EXERCISE DESCRIPTION: Each record is to be copied exactly, with its pictures left behind.

MATERIAL FOR THIS EXERCISE:
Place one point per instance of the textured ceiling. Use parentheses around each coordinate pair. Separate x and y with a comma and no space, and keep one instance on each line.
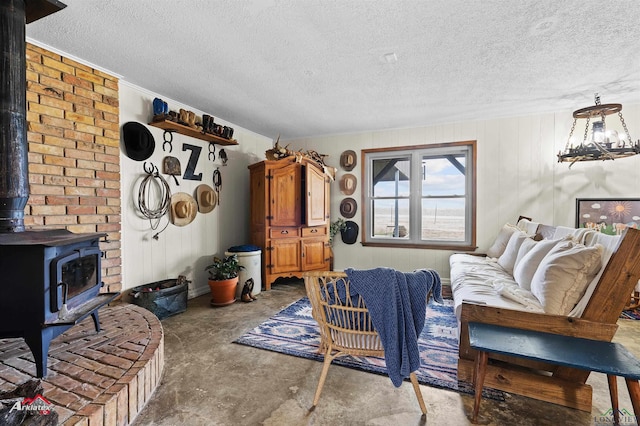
(308,67)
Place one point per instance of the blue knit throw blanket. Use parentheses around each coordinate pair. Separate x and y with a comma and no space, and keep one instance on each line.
(397,302)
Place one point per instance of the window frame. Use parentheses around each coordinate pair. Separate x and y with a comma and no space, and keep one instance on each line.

ANSWER TO THIS PROBLEM:
Place one point per instance of the textured ceiling. Use parentheses around each coordinate pair. Separate x and y with a comma and no space, and keep one instance on each line.
(308,67)
Place one point per instance of the blue knit throw blanket. Use parentheses around each coordinate pair. Separate x and y with a comma and no space, and keep one instance on each line.
(397,302)
Place one point per instance of the window frame. Use parentheses around each coordinate pair. Separate x and y with a comma and no space, and keep one instance on each line.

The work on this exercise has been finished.